- [DOCUMENT TEXT]
__________
The brief blurb about how GIL came to be, in light of Python’s success as a language and a tool, makes me question my s/e belief system. Things like this are like when good things happen to bad people and bad things happen to good people. It makes you question the meaning of it all.
Is there no great architect in the sky? Is there no software god after all, looking down, punishing sloppy engineers and granting blessings to thoughtful engineers? How else to explain this injustice of sloppy engineering eating the world (to say nothing of JavaScript)?
Tools win not because they are "better" in some platonic ideal of a programming language but because they are more practical for solving the problems people have.
Python, JS, C, Bash aren't even particularly great at the problems they solve, but they succeed mostly on inertia (it's where all the libraries are, it's what people know) and occupying developer mindshare.
They are full of obvious design mistakes; things that not even the creators of the language (nor any of its users) can defend, yet those languages are used infinitely more than languages that eschew those mistakes. Why? Because they solve problems people have.
If this sounds terrible to you, the good news is that there is a tonne of low-hanging fruit in the programming language design space.
Consider that most developers know nothing of sum-types, or eschew the idea of typing entirely.
Consider that most developers see no fundamental problem behind having to venv or dockerise software lest it bitrot over a month.
Consider that programmers actually use bash.
These terrible, obviously broken tools are somehow the most pragmatic things we actually have. The fruit is low-hanging; the door is wide open, if you wish to grab it.
This is basically the only part of your post I disagree with, for reasons you pointed out yourself.
Low-hanging-fruit would imply that it is easy to displace these flawed languages with something better. And you have made a beautiful argument for why that is very very very difficult indeed.
__________
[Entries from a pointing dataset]
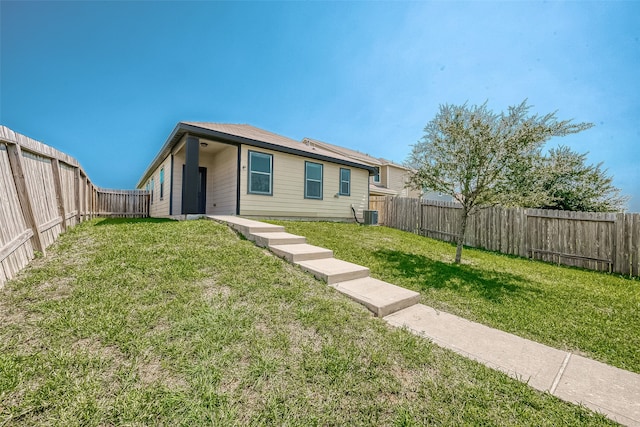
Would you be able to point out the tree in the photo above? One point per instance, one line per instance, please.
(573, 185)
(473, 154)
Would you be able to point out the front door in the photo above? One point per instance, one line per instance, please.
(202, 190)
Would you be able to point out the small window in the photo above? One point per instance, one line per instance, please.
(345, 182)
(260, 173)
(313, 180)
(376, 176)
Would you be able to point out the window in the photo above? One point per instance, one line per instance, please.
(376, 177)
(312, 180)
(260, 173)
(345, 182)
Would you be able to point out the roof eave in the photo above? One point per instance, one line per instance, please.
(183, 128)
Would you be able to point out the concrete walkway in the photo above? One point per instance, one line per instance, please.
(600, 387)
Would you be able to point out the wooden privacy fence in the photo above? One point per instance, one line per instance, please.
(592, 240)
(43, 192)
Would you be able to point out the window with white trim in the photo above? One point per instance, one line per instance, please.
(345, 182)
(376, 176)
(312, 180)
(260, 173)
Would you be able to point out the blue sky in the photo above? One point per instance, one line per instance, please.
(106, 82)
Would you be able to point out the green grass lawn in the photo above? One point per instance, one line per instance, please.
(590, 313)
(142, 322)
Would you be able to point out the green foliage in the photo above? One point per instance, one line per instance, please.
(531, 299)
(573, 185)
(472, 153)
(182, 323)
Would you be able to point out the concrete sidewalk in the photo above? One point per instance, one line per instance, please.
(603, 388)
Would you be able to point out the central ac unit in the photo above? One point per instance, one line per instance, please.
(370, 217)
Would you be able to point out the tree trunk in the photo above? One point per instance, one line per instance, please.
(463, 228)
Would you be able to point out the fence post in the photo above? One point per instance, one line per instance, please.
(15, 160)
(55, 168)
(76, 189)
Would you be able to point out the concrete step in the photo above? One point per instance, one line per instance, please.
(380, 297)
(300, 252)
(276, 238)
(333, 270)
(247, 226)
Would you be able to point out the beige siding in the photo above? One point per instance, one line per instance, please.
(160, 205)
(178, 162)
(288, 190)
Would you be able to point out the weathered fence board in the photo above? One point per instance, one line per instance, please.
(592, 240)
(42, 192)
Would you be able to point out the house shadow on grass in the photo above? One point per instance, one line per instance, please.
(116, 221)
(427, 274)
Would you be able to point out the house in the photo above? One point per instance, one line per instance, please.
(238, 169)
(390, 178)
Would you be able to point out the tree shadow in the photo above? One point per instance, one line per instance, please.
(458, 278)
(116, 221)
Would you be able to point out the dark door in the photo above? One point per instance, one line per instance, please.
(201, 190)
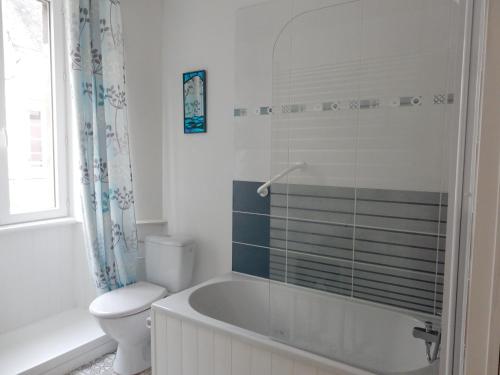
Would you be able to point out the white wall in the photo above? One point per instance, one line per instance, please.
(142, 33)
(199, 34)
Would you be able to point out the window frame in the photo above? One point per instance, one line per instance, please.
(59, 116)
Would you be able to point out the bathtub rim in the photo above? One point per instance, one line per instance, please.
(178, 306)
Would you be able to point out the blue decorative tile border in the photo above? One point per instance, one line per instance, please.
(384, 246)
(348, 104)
__________
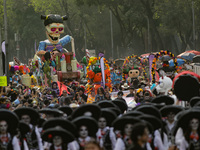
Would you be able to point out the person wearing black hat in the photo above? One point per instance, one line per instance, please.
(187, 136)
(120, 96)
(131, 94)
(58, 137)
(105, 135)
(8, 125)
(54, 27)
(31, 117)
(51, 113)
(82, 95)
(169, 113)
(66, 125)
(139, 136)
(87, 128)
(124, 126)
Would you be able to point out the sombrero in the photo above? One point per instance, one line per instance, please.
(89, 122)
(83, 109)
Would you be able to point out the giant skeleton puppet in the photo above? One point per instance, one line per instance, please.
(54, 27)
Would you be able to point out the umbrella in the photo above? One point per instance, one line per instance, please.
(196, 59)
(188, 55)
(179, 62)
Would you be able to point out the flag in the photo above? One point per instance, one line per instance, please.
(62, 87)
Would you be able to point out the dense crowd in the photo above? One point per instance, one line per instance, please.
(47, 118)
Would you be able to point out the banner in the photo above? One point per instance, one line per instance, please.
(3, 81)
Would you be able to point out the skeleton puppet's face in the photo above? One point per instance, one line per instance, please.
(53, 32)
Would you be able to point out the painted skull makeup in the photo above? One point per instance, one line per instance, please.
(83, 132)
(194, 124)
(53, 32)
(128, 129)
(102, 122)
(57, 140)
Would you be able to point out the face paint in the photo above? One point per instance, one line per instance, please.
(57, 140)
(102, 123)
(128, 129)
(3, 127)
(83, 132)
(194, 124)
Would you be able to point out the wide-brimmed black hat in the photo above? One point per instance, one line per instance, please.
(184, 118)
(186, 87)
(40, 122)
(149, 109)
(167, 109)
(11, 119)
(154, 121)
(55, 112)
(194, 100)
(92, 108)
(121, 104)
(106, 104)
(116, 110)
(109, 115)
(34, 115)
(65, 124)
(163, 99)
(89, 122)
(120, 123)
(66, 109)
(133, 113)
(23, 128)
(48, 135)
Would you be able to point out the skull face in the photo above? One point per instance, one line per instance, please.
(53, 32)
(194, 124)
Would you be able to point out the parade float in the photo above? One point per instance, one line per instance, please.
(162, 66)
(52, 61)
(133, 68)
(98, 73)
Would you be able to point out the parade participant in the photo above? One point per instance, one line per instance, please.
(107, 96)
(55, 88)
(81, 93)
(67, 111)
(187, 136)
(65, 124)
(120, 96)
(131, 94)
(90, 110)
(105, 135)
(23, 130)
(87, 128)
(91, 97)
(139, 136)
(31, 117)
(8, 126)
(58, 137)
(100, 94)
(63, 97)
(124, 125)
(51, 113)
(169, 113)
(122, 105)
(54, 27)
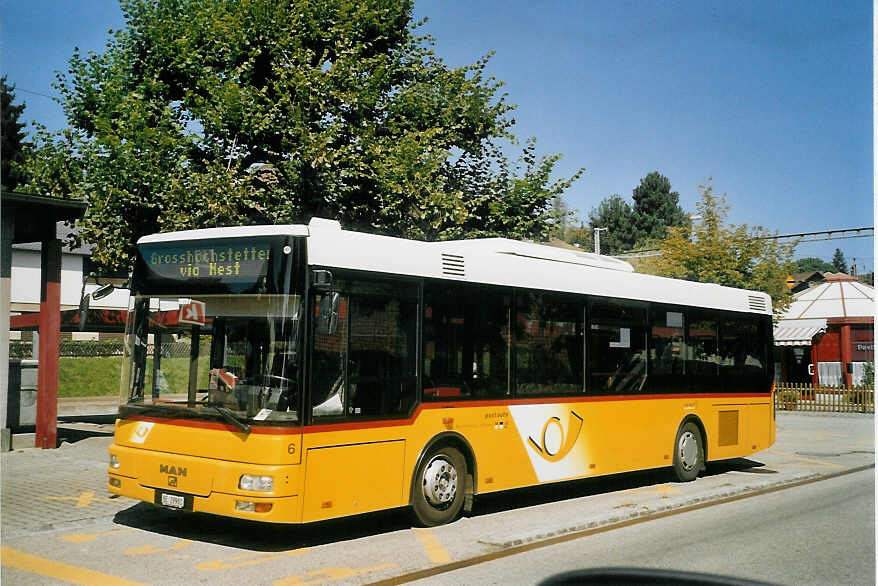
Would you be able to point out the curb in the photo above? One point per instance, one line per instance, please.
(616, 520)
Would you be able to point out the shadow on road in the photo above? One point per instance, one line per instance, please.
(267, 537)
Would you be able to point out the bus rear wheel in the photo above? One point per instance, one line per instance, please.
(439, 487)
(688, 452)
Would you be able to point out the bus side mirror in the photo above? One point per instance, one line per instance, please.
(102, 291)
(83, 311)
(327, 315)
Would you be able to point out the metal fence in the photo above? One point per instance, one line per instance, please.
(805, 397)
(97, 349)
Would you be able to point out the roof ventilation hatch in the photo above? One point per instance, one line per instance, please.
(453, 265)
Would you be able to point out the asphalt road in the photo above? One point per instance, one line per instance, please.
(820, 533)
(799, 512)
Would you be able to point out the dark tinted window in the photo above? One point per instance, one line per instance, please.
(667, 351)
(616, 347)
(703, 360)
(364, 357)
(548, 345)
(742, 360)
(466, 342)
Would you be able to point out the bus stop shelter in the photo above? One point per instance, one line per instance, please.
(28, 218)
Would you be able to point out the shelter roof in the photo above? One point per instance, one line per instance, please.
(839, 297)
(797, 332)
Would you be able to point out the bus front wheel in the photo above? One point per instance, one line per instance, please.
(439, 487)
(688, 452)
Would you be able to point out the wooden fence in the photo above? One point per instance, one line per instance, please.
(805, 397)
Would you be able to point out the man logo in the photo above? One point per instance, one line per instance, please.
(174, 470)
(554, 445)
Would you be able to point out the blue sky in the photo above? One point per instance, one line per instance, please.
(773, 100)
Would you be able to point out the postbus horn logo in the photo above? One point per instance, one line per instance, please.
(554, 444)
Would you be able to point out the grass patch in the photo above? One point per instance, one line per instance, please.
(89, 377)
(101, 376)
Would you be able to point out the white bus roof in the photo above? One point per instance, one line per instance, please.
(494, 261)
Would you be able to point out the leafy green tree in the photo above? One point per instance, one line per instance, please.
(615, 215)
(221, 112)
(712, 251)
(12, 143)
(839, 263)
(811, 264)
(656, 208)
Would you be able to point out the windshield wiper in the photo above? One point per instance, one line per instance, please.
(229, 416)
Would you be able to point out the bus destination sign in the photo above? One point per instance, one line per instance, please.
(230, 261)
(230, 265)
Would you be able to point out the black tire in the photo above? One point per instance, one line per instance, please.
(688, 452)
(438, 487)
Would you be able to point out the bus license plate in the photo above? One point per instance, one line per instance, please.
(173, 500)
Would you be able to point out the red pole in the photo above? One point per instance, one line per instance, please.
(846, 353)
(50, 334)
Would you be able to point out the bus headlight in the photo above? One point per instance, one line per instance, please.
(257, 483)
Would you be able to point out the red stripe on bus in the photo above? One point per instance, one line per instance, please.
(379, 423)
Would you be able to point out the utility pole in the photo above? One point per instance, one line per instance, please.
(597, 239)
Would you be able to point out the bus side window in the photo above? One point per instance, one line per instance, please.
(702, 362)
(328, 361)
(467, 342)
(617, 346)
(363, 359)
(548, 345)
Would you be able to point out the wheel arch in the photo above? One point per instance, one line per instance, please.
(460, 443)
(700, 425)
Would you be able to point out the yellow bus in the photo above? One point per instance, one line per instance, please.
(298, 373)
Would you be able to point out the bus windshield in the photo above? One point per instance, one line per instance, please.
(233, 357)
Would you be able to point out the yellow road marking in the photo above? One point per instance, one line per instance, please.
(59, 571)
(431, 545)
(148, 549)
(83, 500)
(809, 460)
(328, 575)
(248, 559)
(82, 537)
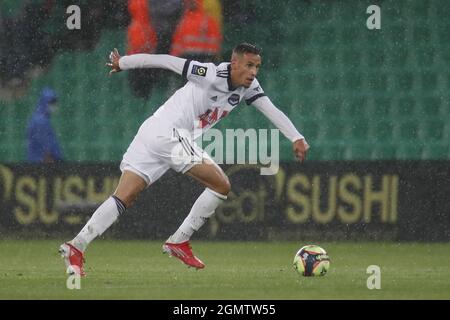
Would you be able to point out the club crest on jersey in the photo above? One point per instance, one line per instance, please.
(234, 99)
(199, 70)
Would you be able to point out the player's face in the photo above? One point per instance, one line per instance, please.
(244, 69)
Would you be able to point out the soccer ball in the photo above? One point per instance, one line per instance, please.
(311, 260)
__________
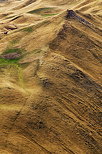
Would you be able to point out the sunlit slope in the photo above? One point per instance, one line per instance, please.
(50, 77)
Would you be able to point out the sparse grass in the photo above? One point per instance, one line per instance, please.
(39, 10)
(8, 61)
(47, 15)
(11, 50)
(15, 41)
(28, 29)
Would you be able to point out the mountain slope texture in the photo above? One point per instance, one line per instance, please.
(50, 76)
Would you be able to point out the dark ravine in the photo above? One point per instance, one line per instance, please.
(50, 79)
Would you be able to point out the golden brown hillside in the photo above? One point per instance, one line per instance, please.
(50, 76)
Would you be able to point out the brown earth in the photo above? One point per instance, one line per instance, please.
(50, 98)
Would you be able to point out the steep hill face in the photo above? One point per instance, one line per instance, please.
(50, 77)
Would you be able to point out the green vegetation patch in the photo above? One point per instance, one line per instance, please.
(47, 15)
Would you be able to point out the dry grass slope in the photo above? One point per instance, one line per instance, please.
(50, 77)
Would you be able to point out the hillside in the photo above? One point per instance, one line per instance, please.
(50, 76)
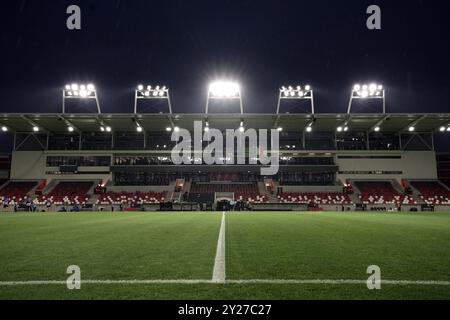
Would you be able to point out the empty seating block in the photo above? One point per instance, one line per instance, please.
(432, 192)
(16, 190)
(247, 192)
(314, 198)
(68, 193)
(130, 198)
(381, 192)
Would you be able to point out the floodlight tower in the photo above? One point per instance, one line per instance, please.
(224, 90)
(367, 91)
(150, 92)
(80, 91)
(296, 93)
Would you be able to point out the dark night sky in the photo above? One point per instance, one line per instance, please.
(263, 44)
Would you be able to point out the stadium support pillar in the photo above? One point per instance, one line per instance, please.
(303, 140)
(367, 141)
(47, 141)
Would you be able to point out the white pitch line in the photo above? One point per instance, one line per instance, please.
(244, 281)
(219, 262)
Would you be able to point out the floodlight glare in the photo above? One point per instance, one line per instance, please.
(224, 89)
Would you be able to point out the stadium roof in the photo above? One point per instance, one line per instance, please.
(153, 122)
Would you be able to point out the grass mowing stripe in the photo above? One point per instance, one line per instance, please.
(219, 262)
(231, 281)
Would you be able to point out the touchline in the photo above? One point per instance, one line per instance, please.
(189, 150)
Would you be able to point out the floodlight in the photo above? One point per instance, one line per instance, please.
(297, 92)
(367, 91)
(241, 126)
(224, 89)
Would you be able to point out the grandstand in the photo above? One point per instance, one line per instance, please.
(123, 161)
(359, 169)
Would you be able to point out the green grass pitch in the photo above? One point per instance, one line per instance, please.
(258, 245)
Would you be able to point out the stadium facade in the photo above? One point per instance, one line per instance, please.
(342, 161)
__________
- [PROBLEMS AND TASKS]
1 > Answer these questions from the text on programming languages:
(a) Which four languages does it name as succeeding mostly on inertia?
(b) What two things does it say developers do to software so it won't bitrot over a month?
(c) According to the last paragraph, what would "low-hanging fruit" imply?
2 > Pick up the text on programming languages after its final sentence and write the next part.
The listing is separate material and has no connection to the text on programming languages.

- [ANSWERS BELOW]
1 >
(a) Python, JS, C, and Bash.
(b) They venv it or dockerise it.
(c) That it is easy to displace these flawed languages with something better.

2 >
> Python, JS, C, Bash aren't even particularly great at the problems they solve
I would argue the "problem" that Python really solves is the amount of engineering effort required to read and write code for common software use cases. Ie, it's purpose is to help developers write better code faster and easier than other languages, while execution speed has usually had a lower priority. In that framing, it's great at solving the problem of development time and old code being hard to maintain, and that's why so many engineers like myself love it.
Of course there isn't. Software is developed by people.
But consider that maybe it wasn't a sloppy design at all. For decades, the explicitly stated philosophy of the CPython development team was to prioritize simplicity of implementation over performance. I don't think anyone ever envisioned Python becoming the wild success that it is today.
That is, the GIL wasn't sloppy at all. It was perfectly reasonable and pragmatic decision that made sense given the tradeoffs of the time.
While there is some truth in what you are saying, you have a common misunderstanding of the situation. Part of the reason the GIL has proved so difficult to remove is that it is actually a good solution. In fact, there have been multiple largely successful attempts to remove it over time over the entire range of aggressiveness from CPython changes to writing an entire JIT stack (PyPy), but it has never gone in to CPython because it would either ruin all existing 3rd party libraries that used C (which is a lot of them), it would diminish performance for an already-slow language, or as in the case of PyPy, it isn't even a "patch" so much as a new project.
Especially when you consider this over the whole of Python's lifespan, which very, very firmly includes many years in which multicore was simply not a thing, followed by some years where it was a thing but it didn't work very well anyhow at the OS level so who cares what Python does with it.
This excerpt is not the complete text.